Written exercise: Rewrite every line of the entries below as a numbered list, skipping blank lines and leaving out the pictures.

Start of Data for this task

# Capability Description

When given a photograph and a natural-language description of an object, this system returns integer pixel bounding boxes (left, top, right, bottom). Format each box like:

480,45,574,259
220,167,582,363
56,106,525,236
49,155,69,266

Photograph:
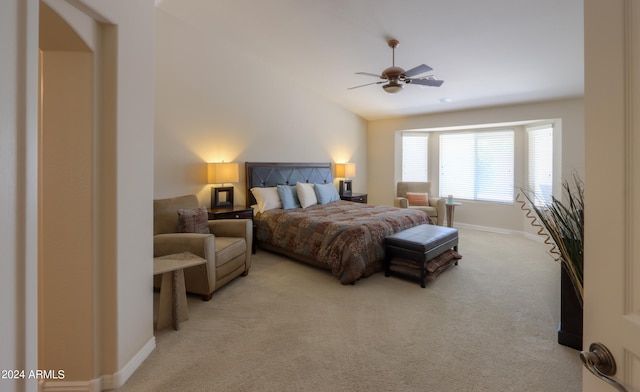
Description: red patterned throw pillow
407,192,429,206
178,207,211,234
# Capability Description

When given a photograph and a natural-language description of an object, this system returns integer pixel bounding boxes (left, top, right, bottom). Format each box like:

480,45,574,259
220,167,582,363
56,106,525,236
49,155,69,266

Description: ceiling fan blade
406,79,444,87
347,80,387,90
404,64,433,78
356,72,384,79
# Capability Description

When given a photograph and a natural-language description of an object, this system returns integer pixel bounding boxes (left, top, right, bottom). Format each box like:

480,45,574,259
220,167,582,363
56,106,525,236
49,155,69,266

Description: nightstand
340,193,367,204
209,206,258,254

End of Data for this task

Solution to this problem:
1. # Capability Description
2. When given a photograph and a natural-language description of an object, this system returns integer pixel bounding boxes (left, top, right, bottom). Format each box like:
3. 480,45,574,259
4. 220,167,582,363
5. 56,106,525,236
6. 49,155,69,266
7. Photograph:
8. Description: red patterned throw pillow
9. 407,192,429,206
10. 178,207,211,234
11. # Capability Description
12. When given a photograph and a natural-language description of an object, this system returns integer pixel bounding boxes (left, top, right, bottom). Format each box like:
13. 480,45,574,259
14. 220,167,582,363
15. 56,106,525,236
16. 49,155,69,266
17. Description: ceiling fan blade
18. 406,79,444,87
19. 347,80,387,90
20. 404,64,433,78
21. 356,72,384,79
22. # Capability Description
23. When given a photograph and a natural-language description of an object, this system returns integer pixel bounding boxes (left, top, right, bottom). Format each box like:
24. 480,45,574,259
25. 220,167,582,363
26. 56,106,525,236
27. 49,155,69,266
28. Description: nightstand
29. 340,193,367,204
30. 209,206,258,254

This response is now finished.